*Data records*
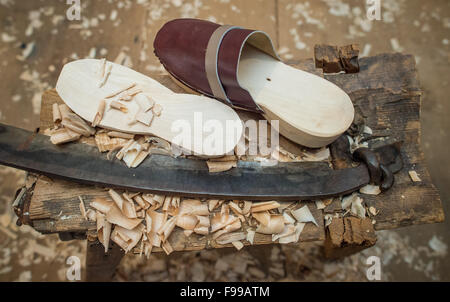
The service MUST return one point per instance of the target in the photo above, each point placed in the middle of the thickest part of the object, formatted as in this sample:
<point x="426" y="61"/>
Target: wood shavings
<point x="264" y="206"/>
<point x="262" y="217"/>
<point x="132" y="154"/>
<point x="57" y="118"/>
<point x="64" y="110"/>
<point x="370" y="190"/>
<point x="288" y="218"/>
<point x="105" y="76"/>
<point x="118" y="106"/>
<point x="414" y="176"/>
<point x="157" y="220"/>
<point x="167" y="247"/>
<point x="125" y="238"/>
<point x="115" y="216"/>
<point x="220" y="166"/>
<point x="102" y="205"/>
<point x="187" y="222"/>
<point x="250" y="237"/>
<point x="353" y="203"/>
<point x="320" y="204"/>
<point x="288" y="230"/>
<point x="203" y="225"/>
<point x="129" y="209"/>
<point x="82" y="208"/>
<point x="358" y="209"/>
<point x="165" y="231"/>
<point x="120" y="90"/>
<point x="231" y="237"/>
<point x="116" y="134"/>
<point x="62" y="136"/>
<point x="99" y="114"/>
<point x="145" y="118"/>
<point x="116" y="198"/>
<point x="193" y="207"/>
<point x="238" y="245"/>
<point x="321" y="155"/>
<point x="275" y="225"/>
<point x="144" y="102"/>
<point x="105" y="143"/>
<point x="77" y="124"/>
<point x="157" y="109"/>
<point x="373" y="211"/>
<point x="303" y="214"/>
<point x="141" y="202"/>
<point x="91" y="215"/>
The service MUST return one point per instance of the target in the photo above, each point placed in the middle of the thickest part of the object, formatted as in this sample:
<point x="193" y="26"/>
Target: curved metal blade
<point x="166" y="175"/>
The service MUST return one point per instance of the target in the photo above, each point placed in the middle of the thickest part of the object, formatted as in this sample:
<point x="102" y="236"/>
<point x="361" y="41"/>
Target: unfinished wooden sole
<point x="311" y="111"/>
<point x="78" y="85"/>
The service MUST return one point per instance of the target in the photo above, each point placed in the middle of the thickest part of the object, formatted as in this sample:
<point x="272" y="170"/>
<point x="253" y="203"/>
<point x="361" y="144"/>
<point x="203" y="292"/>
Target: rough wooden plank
<point x="348" y="235"/>
<point x="387" y="93"/>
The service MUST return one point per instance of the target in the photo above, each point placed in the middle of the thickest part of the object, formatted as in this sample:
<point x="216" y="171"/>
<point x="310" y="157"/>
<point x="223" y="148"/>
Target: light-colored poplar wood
<point x="78" y="87"/>
<point x="311" y="110"/>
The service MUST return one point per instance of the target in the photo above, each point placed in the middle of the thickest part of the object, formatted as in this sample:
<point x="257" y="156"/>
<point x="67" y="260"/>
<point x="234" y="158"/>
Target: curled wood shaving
<point x="102" y="205"/>
<point x="105" y="143"/>
<point x="116" y="198"/>
<point x="250" y="236"/>
<point x="187" y="222"/>
<point x="264" y="206"/>
<point x="120" y="90"/>
<point x="203" y="225"/>
<point x="275" y="225"/>
<point x="145" y="118"/>
<point x="116" y="134"/>
<point x="414" y="176"/>
<point x="370" y="190"/>
<point x="219" y="166"/>
<point x="62" y="136"/>
<point x="157" y="220"/>
<point x="118" y="106"/>
<point x="57" y="118"/>
<point x="125" y="238"/>
<point x="105" y="76"/>
<point x="102" y="68"/>
<point x="116" y="217"/>
<point x="303" y="214"/>
<point x="165" y="231"/>
<point x="64" y="110"/>
<point x="212" y="204"/>
<point x="167" y="247"/>
<point x="141" y="202"/>
<point x="77" y="124"/>
<point x="193" y="207"/>
<point x="262" y="217"/>
<point x="145" y="103"/>
<point x="91" y="215"/>
<point x="100" y="112"/>
<point x="288" y="230"/>
<point x="82" y="208"/>
<point x="231" y="237"/>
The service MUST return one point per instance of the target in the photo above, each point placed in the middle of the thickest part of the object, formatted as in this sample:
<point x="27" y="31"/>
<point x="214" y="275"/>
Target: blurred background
<point x="37" y="39"/>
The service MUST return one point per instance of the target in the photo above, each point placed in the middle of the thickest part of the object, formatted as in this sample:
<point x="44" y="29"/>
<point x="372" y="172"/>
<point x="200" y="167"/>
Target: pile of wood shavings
<point x="146" y="221"/>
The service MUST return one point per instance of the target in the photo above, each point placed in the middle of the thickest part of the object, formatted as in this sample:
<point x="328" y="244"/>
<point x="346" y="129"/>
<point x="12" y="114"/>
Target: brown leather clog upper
<point x="204" y="56"/>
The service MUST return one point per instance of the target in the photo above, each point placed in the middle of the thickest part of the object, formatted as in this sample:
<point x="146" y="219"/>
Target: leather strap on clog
<point x="211" y="57"/>
<point x="204" y="56"/>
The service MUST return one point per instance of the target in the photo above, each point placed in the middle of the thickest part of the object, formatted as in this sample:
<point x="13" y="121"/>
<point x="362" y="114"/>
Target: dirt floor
<point x="37" y="39"/>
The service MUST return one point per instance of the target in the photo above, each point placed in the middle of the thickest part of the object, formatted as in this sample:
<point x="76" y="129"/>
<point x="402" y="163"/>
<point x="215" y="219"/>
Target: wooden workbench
<point x="386" y="94"/>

*Do this*
Quote in full the listing given above; the images are to be left out.

*Answer below*
The service MUST return one point per instance of the target in the photo above, each point placed in the middle of the thickest part of the object, formatted as in this sample:
<point x="426" y="61"/>
Target: wood shavings
<point x="264" y="206"/>
<point x="262" y="217"/>
<point x="132" y="154"/>
<point x="57" y="118"/>
<point x="64" y="110"/>
<point x="370" y="190"/>
<point x="288" y="218"/>
<point x="105" y="76"/>
<point x="118" y="106"/>
<point x="414" y="176"/>
<point x="157" y="220"/>
<point x="167" y="247"/>
<point x="125" y="238"/>
<point x="115" y="216"/>
<point x="220" y="166"/>
<point x="102" y="205"/>
<point x="187" y="222"/>
<point x="250" y="237"/>
<point x="353" y="203"/>
<point x="320" y="204"/>
<point x="288" y="230"/>
<point x="203" y="225"/>
<point x="129" y="209"/>
<point x="82" y="208"/>
<point x="358" y="209"/>
<point x="165" y="231"/>
<point x="120" y="90"/>
<point x="231" y="237"/>
<point x="116" y="134"/>
<point x="62" y="136"/>
<point x="99" y="114"/>
<point x="145" y="118"/>
<point x="116" y="198"/>
<point x="193" y="207"/>
<point x="238" y="245"/>
<point x="321" y="155"/>
<point x="275" y="225"/>
<point x="144" y="102"/>
<point x="105" y="143"/>
<point x="77" y="124"/>
<point x="157" y="109"/>
<point x="373" y="211"/>
<point x="303" y="214"/>
<point x="141" y="202"/>
<point x="91" y="215"/>
The service MUST return one point per instance of the target in the photo above, each point placed in the middle of the thickest part of the object, formatted as in this sample:
<point x="193" y="26"/>
Target: curved metal blade
<point x="166" y="175"/>
The service MUST return one point per instance of the target in the photo above, each point placed in the middle of the thickest part of the object, formatted as in this sample:
<point x="102" y="236"/>
<point x="361" y="41"/>
Target: unfinished wooden sole
<point x="311" y="111"/>
<point x="78" y="85"/>
The service MUST return one point per instance of the target in the photo above, each point placed in the middle of the thickest part of the object, formatted as in this sample:
<point x="272" y="170"/>
<point x="253" y="203"/>
<point x="361" y="144"/>
<point x="203" y="292"/>
Target: rough wooden plank
<point x="348" y="235"/>
<point x="387" y="93"/>
The service MUST return one point per instance of the target in the photo above, each point placed in the middle of the thickest part of the object, formatted as in this sample:
<point x="216" y="171"/>
<point x="310" y="157"/>
<point x="223" y="148"/>
Target: light-colored poplar wood
<point x="78" y="87"/>
<point x="311" y="110"/>
The service MUST return one point per instance of the target in the photo above, each point placed in the middle of the thickest part of the object, formatted as in this sample:
<point x="257" y="156"/>
<point x="67" y="260"/>
<point x="234" y="158"/>
Target: curled wood shaving
<point x="102" y="205"/>
<point x="105" y="143"/>
<point x="116" y="198"/>
<point x="250" y="236"/>
<point x="187" y="222"/>
<point x="264" y="206"/>
<point x="120" y="90"/>
<point x="203" y="225"/>
<point x="275" y="225"/>
<point x="145" y="118"/>
<point x="116" y="134"/>
<point x="414" y="176"/>
<point x="370" y="190"/>
<point x="219" y="166"/>
<point x="62" y="136"/>
<point x="157" y="220"/>
<point x="118" y="106"/>
<point x="57" y="118"/>
<point x="125" y="238"/>
<point x="105" y="76"/>
<point x="102" y="68"/>
<point x="116" y="217"/>
<point x="303" y="214"/>
<point x="165" y="231"/>
<point x="64" y="110"/>
<point x="212" y="204"/>
<point x="167" y="247"/>
<point x="141" y="202"/>
<point x="77" y="124"/>
<point x="193" y="207"/>
<point x="262" y="217"/>
<point x="145" y="103"/>
<point x="91" y="215"/>
<point x="100" y="112"/>
<point x="288" y="230"/>
<point x="82" y="208"/>
<point x="231" y="237"/>
The service MUST return one point per instance of the target in the photo above, each point placed in the middle of the thickest part of the object, formatted as in this sample:
<point x="27" y="31"/>
<point x="214" y="275"/>
Target: blurred background
<point x="37" y="39"/>
The service MUST return one point per instance of the target in the photo above, each point placed in the middle of the thickest part of the object, formatted as in this sample:
<point x="44" y="29"/>
<point x="372" y="172"/>
<point x="200" y="167"/>
Target: pile of wood shavings
<point x="146" y="221"/>
The service MUST return one point per instance of the target in the photo above, each point placed in the middle of the thickest part of the object, formatted as in this sample:
<point x="328" y="244"/>
<point x="346" y="129"/>
<point x="12" y="114"/>
Target: brown leather clog upper
<point x="204" y="56"/>
The service MUST return one point per instance of the target in the photo above, each point placed in the middle of the thickest part of the object, formatted as in this sample:
<point x="146" y="219"/>
Target: leather strap on clog
<point x="211" y="57"/>
<point x="204" y="56"/>
The service MUST return one point per instance of the target in the photo above, each point placed in the middle of the thickest part of the object, formatted as in this sample:
<point x="13" y="121"/>
<point x="362" y="114"/>
Target: dirt floor
<point x="37" y="39"/>
The service MUST return one point per instance of the target in the photo above, each point placed in the middle of the thickest part of the object, formatted as in this sample:
<point x="76" y="129"/>
<point x="402" y="163"/>
<point x="215" y="219"/>
Target: wooden workbench
<point x="386" y="94"/>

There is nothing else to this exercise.